## PROMPT
Please echo back, word for word, the lines of the listing below between the line holding "paddle blade, one" and the line holding "the kayak, one", inclusive. Include no other lines.

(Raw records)
_ _ _ _ _

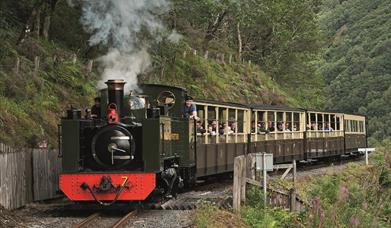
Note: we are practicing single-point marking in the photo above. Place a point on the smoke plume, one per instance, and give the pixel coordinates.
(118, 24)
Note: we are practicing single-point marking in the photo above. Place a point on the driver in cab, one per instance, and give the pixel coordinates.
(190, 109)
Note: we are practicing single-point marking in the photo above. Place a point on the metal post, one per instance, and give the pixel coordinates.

_ _ _ _ _

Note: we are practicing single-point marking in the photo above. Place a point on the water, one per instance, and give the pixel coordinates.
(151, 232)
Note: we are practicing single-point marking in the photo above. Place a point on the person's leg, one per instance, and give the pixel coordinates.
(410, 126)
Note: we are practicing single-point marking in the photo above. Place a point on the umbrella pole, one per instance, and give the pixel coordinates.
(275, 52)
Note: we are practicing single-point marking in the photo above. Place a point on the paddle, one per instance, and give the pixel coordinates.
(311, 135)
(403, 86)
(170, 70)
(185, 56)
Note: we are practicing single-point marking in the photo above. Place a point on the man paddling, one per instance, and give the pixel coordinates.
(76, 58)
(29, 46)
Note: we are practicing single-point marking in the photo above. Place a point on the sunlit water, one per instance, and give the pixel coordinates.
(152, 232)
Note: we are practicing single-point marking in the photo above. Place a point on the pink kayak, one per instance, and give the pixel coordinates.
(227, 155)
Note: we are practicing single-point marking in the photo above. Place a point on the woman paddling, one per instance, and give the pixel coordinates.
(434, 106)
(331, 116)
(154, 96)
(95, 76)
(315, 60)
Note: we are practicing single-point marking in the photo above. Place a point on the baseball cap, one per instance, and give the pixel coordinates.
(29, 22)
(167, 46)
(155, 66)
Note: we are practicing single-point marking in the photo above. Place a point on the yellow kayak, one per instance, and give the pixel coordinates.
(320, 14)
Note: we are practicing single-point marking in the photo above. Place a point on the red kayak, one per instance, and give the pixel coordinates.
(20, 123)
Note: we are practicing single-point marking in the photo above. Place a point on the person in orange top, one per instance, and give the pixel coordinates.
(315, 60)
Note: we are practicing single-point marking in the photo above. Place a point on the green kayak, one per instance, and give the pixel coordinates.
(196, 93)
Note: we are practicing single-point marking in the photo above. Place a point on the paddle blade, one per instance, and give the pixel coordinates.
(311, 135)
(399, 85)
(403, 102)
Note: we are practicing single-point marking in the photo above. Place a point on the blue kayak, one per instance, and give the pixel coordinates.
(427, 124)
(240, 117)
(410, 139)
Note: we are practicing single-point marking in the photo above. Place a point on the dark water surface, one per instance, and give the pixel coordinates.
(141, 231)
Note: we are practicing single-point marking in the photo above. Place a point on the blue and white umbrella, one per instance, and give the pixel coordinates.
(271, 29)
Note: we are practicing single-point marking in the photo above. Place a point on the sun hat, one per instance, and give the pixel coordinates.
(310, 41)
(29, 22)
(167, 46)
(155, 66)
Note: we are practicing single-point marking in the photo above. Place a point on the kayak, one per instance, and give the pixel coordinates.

_ _ _ _ _

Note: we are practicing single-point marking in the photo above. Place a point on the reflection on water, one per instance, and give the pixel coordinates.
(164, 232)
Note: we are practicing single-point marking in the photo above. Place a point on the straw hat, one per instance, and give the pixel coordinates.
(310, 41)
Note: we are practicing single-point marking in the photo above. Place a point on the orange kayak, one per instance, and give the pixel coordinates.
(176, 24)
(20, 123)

_ _ _ _ _

## RESULT FOR THIS EXERCISE
Note: we are practicing single-point marking in the photo above. Place a point on the paddle blade, one per instance, and give the pixel coordinates.
(311, 135)
(399, 85)
(403, 102)
Note: we are practicing single-point marking in the photo above. Place a point on the blue kayak, one per instance, and give the pixel coordinates.
(427, 124)
(240, 117)
(410, 139)
Note: we are practicing single-point marking in the photo above. Place a point on the dark water surface, one per instance, and give the pixel coordinates.
(141, 231)
Note: we are practicing single-point marking in the photo above. Place a point on the blue and white umbrella, one per instance, and give the pixel coordinates.
(271, 29)
Note: we are practicing single-point marking in the photo above. Place a point on the sun hat, one per instance, and give the pixel coordinates.
(310, 41)
(29, 22)
(167, 46)
(155, 66)
Note: we are practicing single-point marking in the photo above. Place a point on the kayak, one per instance, and give the pixel coordinates.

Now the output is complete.